# Was zu tun ist:
Schreib aus den Einträgen unten die Zeilen von der Zeile mit „For every instance of the white“ bis zur Zeile mit „x=668, y=24“ ab, beide eingeschlossen. Ändere dabei nichts.

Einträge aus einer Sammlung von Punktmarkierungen
######

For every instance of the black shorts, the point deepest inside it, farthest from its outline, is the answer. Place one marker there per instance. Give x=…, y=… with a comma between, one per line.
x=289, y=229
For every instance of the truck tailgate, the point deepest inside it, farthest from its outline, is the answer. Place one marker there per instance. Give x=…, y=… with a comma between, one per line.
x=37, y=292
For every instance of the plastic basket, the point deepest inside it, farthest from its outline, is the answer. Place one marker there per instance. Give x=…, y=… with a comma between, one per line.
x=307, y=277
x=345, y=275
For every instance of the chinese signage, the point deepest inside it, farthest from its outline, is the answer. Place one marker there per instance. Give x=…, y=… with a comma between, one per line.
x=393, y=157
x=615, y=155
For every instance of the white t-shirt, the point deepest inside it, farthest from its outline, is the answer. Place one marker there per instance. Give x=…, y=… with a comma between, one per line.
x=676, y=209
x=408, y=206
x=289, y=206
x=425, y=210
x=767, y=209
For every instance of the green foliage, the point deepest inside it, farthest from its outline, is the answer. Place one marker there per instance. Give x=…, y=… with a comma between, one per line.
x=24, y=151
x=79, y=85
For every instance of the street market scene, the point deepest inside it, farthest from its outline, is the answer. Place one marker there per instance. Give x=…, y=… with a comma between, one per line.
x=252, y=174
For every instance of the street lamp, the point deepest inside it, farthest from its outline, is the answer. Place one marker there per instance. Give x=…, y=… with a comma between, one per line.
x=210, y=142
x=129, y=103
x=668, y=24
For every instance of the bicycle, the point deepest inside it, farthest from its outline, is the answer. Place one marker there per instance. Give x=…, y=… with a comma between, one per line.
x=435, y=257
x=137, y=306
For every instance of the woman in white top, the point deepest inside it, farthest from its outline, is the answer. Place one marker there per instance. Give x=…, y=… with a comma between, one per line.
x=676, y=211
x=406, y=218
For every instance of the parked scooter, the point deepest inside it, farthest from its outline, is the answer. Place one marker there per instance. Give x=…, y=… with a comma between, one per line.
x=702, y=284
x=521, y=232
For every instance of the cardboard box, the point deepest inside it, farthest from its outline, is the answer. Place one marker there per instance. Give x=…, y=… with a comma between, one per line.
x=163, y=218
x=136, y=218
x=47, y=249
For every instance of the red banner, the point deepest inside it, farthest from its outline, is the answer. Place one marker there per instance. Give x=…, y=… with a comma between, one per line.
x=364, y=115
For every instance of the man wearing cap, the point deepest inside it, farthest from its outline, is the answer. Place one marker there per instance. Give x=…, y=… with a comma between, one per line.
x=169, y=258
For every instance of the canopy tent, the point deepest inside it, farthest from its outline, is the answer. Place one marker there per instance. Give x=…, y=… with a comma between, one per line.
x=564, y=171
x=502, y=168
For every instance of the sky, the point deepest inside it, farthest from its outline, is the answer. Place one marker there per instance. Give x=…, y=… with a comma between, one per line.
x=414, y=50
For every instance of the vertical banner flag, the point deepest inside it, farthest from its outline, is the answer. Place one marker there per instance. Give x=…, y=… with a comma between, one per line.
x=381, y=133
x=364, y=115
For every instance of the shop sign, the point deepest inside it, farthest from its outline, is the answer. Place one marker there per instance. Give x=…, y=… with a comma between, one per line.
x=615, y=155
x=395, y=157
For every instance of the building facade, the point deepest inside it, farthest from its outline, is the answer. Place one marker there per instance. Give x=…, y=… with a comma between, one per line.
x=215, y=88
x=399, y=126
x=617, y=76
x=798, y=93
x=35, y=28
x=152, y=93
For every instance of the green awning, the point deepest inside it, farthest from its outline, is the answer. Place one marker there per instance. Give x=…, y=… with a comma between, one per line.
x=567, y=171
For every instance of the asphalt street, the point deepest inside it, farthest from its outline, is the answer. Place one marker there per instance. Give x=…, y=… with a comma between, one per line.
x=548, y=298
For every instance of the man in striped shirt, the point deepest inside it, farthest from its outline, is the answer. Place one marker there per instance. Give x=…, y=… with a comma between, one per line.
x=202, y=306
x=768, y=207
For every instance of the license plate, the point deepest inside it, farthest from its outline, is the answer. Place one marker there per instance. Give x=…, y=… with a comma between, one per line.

######

# Lösung:
For every instance of the white t-shirt, the point deepest inside it, farthest from its outline, is the answer. Place one marker there per instance. Give x=…, y=… with a comma between, one per line.
x=676, y=209
x=408, y=206
x=289, y=206
x=425, y=210
x=767, y=209
For every instance of the green foliage, the point deepest inside it, farthest from its outline, is the answer. Place one marker there per instance. Give x=…, y=… with a comma between, one per line.
x=24, y=151
x=79, y=85
For every instance of the street market scene, the point deepest inside it, farthest from its outline, is the answer. Place one marker there per instance. Give x=…, y=… with a comma between, one per line.
x=252, y=174
For every instance of the street lamp, the point deepest inside it, farthest from its outline, is the answer. Place one marker there per instance. Give x=…, y=… with a comma between, one per line.
x=210, y=142
x=129, y=103
x=668, y=24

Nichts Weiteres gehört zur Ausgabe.